### REQUIRED TASK
Would you return the complete listing below word for word?

+++ RECORDS PROVIDED

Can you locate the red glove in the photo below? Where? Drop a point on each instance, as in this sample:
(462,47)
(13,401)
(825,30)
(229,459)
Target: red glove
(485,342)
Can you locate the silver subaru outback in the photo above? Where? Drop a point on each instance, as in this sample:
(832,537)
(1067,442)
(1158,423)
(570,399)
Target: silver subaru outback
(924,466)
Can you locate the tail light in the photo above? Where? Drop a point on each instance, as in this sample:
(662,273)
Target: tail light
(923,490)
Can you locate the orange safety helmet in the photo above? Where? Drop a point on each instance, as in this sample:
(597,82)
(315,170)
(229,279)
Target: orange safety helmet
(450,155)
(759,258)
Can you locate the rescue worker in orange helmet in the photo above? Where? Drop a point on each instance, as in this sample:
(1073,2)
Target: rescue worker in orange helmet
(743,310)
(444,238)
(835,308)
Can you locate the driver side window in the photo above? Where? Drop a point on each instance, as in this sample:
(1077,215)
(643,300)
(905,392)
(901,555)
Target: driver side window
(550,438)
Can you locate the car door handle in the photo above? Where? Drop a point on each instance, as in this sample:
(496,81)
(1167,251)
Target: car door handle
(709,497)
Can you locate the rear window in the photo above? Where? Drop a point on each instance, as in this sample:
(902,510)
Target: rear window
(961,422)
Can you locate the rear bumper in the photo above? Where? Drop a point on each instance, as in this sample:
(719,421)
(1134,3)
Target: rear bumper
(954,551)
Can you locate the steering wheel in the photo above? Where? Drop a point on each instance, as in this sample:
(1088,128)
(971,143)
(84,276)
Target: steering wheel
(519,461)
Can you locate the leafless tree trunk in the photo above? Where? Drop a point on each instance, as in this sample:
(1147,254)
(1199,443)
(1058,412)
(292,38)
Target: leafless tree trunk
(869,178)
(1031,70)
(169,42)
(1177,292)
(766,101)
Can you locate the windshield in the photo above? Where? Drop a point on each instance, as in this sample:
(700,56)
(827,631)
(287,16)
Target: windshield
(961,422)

++++++

### EXPECTED ANSWER
Can you locate the red glove in the photo below? Where? Drop a point on each instance, as in this sample:
(462,47)
(13,401)
(825,30)
(229,459)
Target: red glove
(485,342)
Can you locate the silver subaru outback in the photo above? Where? Drop a point on each instance, as in this sample:
(832,537)
(1067,442)
(1158,423)
(570,399)
Target: silver subaru outback
(924,466)
Can you locate the tail light in the photo above? Where? Drop a point on each instance, as in this sample:
(662,273)
Target: tail light
(923,490)
Can you locate the orange safety helmet in the photo above? Where? Drop a point on each instance, as in this sample:
(597,82)
(315,170)
(229,279)
Target: orange safety helmet
(450,155)
(759,258)
Can you locate the rescue worker in orange helmet in the photo above? Where? Drop a point on each instance, as in this sample:
(1073,2)
Target: rescue worker in orange helmet
(743,310)
(444,238)
(835,308)
Can you locate the driver side window in the photo above? Where? Drop a point on each instance, as in this sample:
(1077,215)
(643,300)
(905,392)
(901,555)
Target: driver side window
(550,438)
Can you locate the car door handle in the photo above? Where? Drop a point on each instance, as in this sample:
(496,81)
(1167,251)
Target: car door handle
(709,497)
Can you locate the rear window in the photo above? Where? Drop a point on each instance, as in this sample:
(902,510)
Target: rear window
(961,422)
Can you locate the rear bumper in the photo above? Where? Drop a point on each instance, as in this sample:
(719,421)
(1134,3)
Target: rear bumper
(954,551)
Can you locate the steering wheel in the photo above? Where? Drop a point on each instance, as in this sample:
(1088,128)
(971,143)
(84,276)
Target: steering wheel
(519,461)
Can you locate the leafless tree trunk in the photo above? Where? Drop a point on each instance, as in this sample:
(1147,254)
(1199,443)
(1058,412)
(292,38)
Target: leafless tree trunk
(869,178)
(1031,70)
(169,42)
(1177,292)
(766,101)
Can you locate the windshield in the photo above? Where? Drop a point on each instance, as in this sample:
(700,56)
(827,631)
(287,16)
Target: windshield
(961,422)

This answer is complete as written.